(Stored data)
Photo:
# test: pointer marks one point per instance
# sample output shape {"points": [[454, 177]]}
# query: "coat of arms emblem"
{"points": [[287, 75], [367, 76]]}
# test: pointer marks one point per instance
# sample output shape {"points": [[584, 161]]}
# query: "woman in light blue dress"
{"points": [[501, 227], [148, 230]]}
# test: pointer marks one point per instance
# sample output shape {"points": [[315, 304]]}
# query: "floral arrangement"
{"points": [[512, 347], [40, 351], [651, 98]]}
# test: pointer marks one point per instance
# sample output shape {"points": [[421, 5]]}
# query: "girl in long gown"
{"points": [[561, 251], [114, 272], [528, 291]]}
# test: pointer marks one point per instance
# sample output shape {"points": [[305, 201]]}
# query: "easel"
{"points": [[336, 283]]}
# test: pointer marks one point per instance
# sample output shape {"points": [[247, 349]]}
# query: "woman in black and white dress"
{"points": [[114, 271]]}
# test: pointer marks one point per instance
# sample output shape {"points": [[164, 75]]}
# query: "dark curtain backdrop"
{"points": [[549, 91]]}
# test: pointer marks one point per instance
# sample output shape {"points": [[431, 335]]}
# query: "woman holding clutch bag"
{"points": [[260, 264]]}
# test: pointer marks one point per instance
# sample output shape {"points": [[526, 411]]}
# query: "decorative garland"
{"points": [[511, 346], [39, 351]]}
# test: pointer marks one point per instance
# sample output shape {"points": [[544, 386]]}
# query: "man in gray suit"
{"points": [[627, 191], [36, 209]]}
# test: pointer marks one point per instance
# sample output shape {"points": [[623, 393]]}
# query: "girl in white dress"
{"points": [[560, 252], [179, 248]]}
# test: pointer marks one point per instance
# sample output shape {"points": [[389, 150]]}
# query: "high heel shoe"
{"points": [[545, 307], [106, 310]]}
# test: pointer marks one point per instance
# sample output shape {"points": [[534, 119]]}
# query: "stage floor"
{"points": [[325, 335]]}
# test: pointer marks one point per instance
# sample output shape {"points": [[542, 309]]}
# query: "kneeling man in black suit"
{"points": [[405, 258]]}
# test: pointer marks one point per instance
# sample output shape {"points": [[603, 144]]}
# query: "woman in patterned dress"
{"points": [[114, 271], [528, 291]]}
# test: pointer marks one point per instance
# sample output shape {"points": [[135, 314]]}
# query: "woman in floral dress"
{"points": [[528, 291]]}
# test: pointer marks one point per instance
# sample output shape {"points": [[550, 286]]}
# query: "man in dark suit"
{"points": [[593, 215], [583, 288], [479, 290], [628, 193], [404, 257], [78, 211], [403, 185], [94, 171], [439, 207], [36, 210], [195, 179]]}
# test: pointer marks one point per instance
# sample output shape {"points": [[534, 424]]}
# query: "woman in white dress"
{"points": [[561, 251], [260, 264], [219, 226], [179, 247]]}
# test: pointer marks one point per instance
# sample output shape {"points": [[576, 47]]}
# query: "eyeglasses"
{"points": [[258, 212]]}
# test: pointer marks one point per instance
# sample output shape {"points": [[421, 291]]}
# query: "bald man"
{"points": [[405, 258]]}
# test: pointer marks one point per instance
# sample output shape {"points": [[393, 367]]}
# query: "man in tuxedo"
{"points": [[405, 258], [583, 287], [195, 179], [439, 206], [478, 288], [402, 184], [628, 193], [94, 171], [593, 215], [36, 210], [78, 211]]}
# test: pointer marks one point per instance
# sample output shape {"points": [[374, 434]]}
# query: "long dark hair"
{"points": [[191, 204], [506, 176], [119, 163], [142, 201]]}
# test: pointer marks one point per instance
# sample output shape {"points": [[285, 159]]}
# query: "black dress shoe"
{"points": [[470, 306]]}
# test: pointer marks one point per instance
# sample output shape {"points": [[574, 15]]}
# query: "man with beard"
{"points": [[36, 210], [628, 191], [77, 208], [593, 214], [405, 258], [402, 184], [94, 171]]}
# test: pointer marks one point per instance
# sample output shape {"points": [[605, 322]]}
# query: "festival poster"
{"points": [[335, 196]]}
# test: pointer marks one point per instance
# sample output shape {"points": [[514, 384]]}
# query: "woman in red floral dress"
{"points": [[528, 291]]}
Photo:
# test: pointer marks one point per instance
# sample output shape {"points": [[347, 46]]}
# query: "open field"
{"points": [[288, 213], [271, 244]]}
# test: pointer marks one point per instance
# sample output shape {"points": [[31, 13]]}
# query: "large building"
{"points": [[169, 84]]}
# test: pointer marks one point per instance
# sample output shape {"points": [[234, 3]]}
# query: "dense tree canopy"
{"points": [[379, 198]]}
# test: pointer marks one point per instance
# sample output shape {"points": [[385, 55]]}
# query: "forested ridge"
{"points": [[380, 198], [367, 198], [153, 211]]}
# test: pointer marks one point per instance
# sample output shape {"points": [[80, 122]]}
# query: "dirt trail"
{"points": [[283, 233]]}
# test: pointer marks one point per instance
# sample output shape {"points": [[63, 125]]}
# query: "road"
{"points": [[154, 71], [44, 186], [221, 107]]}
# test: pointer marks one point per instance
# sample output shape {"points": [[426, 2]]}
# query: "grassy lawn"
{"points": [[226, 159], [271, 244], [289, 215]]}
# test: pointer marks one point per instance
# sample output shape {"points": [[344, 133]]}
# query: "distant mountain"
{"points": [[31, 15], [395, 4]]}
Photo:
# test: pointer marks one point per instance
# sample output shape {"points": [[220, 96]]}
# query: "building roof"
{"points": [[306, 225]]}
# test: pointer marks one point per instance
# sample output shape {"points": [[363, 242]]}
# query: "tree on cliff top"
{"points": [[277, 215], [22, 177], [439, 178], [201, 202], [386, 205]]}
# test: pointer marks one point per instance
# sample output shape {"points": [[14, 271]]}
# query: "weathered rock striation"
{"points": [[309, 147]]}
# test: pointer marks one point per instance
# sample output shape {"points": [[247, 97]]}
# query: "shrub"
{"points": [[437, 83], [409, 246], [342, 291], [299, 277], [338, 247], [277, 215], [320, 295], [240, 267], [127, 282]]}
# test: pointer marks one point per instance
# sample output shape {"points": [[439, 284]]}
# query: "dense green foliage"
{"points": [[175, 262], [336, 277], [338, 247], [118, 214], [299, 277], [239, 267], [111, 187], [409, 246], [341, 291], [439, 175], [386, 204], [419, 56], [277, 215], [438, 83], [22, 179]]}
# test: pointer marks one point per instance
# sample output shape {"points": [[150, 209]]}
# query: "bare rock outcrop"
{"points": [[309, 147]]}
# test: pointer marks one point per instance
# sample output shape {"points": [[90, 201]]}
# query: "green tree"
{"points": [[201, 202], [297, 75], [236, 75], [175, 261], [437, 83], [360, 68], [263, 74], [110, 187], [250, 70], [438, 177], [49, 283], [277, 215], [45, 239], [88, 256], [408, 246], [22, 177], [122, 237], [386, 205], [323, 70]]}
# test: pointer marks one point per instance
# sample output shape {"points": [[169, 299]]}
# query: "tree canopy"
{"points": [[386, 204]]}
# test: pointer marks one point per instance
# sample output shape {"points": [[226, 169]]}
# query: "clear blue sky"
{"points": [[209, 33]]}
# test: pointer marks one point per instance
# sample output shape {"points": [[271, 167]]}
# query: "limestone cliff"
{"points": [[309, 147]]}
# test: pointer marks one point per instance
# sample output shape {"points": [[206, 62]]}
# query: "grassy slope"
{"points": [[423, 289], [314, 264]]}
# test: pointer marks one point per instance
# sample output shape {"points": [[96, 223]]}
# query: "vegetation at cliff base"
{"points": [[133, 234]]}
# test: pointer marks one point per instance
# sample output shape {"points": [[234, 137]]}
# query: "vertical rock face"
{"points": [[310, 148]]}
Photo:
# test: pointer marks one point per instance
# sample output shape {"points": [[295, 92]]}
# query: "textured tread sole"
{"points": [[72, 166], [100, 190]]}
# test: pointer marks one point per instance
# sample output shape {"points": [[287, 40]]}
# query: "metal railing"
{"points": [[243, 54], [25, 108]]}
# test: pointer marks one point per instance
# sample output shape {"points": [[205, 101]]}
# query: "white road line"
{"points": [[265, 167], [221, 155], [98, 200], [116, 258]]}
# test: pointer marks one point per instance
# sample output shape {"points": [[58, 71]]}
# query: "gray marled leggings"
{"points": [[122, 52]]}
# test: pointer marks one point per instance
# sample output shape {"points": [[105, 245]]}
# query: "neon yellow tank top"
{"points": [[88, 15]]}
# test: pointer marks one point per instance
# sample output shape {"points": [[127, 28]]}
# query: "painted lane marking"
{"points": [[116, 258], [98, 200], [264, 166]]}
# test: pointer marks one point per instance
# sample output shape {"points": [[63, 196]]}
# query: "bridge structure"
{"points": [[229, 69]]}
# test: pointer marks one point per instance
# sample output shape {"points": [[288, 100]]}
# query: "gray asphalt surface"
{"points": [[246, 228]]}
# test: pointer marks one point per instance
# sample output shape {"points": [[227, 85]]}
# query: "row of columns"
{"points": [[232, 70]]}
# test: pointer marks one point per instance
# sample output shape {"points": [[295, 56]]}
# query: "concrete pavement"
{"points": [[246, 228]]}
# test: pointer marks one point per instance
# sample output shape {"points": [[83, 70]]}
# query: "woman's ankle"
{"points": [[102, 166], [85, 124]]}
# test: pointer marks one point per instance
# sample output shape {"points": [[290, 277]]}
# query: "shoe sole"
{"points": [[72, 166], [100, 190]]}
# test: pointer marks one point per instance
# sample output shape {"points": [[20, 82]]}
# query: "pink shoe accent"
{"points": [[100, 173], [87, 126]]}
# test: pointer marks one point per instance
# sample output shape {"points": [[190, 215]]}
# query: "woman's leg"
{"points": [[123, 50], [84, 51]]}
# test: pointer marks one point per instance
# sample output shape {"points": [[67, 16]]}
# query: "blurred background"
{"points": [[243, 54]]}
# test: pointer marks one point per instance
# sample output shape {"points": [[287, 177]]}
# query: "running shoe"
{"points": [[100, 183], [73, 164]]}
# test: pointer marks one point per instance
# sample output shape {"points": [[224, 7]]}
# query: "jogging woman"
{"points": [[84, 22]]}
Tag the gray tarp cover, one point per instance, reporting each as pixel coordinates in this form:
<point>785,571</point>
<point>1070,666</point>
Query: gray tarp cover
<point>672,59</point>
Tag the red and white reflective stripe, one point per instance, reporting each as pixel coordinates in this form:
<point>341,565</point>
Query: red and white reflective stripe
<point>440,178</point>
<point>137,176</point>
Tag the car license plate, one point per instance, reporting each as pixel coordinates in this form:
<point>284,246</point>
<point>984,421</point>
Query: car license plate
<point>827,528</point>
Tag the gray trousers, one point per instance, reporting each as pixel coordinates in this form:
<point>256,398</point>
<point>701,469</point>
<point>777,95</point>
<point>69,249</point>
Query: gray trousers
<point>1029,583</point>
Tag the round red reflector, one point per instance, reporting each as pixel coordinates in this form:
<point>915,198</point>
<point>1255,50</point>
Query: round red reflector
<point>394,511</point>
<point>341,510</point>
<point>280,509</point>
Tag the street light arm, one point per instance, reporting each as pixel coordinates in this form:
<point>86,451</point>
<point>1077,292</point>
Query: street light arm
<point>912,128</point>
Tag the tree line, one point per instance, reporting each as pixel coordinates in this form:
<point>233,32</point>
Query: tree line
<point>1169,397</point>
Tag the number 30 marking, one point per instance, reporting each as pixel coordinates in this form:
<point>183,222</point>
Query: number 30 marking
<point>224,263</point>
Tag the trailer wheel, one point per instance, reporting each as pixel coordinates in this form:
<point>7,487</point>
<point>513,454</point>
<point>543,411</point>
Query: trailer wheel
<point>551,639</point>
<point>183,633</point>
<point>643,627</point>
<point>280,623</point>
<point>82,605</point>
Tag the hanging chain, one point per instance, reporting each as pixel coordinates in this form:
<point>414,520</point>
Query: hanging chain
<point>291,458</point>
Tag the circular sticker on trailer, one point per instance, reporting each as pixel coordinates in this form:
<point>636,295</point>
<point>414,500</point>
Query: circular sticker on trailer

WORK INSTRUCTION: Copy every line of the entries in which "pixel" can be found.

RESPONSE TO THE TASK:
Tag the gray tarp cover, one point per instance, reporting each as pixel coordinates in this form:
Tag the red and white reflective stripe, one point per instance, reporting each as pixel coordinates in this form:
Tag the car license plate, one point per instance, reporting each as pixel coordinates in this form:
Tag the gray trousers, one point per instance, reporting each as pixel coordinates in this form:
Tag the round red reflector, one point per instance, reporting each as pixel coordinates in this form:
Tag the street light arm, one point per instance, reporting each as pixel coordinates in this form:
Tag the tree line, one point per instance, reporting each as pixel coordinates in this form:
Tag the number 30 marking, one point per instance, reporting each as pixel coordinates in this form:
Tag the trailer wheel, one point per instance, reporting each as pixel coordinates in this form:
Tag the hanging chain, one point per instance, reporting each as pixel coordinates in this form:
Tag the circular sticker on trailer, one point per instance, reporting each as pixel coordinates in this form:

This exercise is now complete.